***** Text extract *****

It may not be as exotic as some, but the stellar sight that still give me such a buzz is the Plough. Plain old Ursa Major. As a boy, I read avidly every book on astronomy I could find, loved the pictures of celestial objects and constellations, the rings of Saturn, glowing gas clouds, the sheer size and drama of it all. I lived in a built up area of Glasgow, so dark skies were relatively rare, and this was in pre-Clean Air Act times. Fogs. Intense sodium street lights that made the clouds seem to glow orange by themselves. I had great difficulty identifying constellations, by which I mean, I couldn't identify any at all. Partly, it was not having an idea of scale, partly the poor seeing conditions, and partly having no one I knew who was at all interested or familiar with it, to set me out. So all of my astronomy learning was from books and pictures.

One day, my family moved house, to a larger place, about a mile or so away. All our things were packed and transported, and on the evening of that day, I was walking away from our old house, over the small field I used to play on, and I looked back at our old house in the distance. And there I saw it. Hanging high above the roof, like it was on invisible strings, the Plough, suspended and gleaming like seven diamonds. In all of half a century of stargazing, it is my most memorable and most thrilling moment.

*****

Stated goal A:
In the stargazing recollection, what did the writer see hanging high above the roof of the old house?
The text above and the records come from separate, unrelated sources.

***** Records supplied *****

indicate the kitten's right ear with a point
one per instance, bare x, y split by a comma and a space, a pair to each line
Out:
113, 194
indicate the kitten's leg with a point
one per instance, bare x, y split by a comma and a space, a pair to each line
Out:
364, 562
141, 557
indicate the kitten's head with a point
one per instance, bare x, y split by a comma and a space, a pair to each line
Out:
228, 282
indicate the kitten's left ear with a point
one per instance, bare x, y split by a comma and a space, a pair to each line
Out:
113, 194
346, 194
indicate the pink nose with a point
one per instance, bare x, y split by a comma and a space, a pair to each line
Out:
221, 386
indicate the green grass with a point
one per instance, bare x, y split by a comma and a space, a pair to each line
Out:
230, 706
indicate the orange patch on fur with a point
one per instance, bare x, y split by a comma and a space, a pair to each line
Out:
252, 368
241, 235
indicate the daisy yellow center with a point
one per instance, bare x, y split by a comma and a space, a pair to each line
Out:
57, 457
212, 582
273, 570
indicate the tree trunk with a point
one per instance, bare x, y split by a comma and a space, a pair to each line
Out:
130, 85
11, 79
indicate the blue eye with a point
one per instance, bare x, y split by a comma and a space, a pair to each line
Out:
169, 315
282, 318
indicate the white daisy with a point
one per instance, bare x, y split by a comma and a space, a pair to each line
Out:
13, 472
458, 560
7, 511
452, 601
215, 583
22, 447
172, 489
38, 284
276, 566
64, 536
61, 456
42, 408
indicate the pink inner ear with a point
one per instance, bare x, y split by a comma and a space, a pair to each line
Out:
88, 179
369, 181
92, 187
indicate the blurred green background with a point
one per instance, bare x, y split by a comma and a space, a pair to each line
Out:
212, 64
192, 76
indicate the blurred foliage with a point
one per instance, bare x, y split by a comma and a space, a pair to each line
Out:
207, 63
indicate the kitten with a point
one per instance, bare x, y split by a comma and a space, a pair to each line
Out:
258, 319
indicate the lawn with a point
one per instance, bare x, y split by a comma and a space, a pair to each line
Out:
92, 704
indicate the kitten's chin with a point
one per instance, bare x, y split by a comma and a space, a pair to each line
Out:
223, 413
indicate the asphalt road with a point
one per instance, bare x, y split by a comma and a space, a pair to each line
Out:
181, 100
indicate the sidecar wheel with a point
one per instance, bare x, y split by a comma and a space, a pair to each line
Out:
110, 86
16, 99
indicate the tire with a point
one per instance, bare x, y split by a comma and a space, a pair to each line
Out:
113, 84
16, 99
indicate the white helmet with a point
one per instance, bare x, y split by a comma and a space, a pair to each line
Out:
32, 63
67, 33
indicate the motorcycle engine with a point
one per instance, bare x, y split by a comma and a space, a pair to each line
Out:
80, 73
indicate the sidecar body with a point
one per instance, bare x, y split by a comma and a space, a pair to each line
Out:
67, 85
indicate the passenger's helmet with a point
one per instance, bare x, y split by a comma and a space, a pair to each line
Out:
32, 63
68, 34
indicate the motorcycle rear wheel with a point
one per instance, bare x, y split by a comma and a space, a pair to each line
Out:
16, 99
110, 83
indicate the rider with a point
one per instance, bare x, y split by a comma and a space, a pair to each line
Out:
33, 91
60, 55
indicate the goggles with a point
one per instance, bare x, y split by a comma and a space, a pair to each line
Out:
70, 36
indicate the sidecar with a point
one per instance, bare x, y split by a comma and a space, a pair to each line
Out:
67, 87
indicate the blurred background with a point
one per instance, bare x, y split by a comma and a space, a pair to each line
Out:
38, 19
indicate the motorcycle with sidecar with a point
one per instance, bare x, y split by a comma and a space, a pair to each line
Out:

*****

Stated goal B:
Write out the records again, beginning at the line that has "indicate the sidecar with a point" and continuing through the end of the records, swapping "with a point" for "with a dot" and leaving everything else unchanged.

Expected answer A:
The Plough, gleaming like seven diamonds.

Expected answer B:
indicate the sidecar with a dot
one per instance, bare x, y split by a comma and a space, a pair to each line
Out:
67, 87
indicate the blurred background with a dot
one per instance, bare x, y split by a comma and a space, a pair to each line
Out:
38, 19
indicate the motorcycle with sidecar with a dot
one per instance, bare x, y split by a comma and a space, a pair to each line
Out:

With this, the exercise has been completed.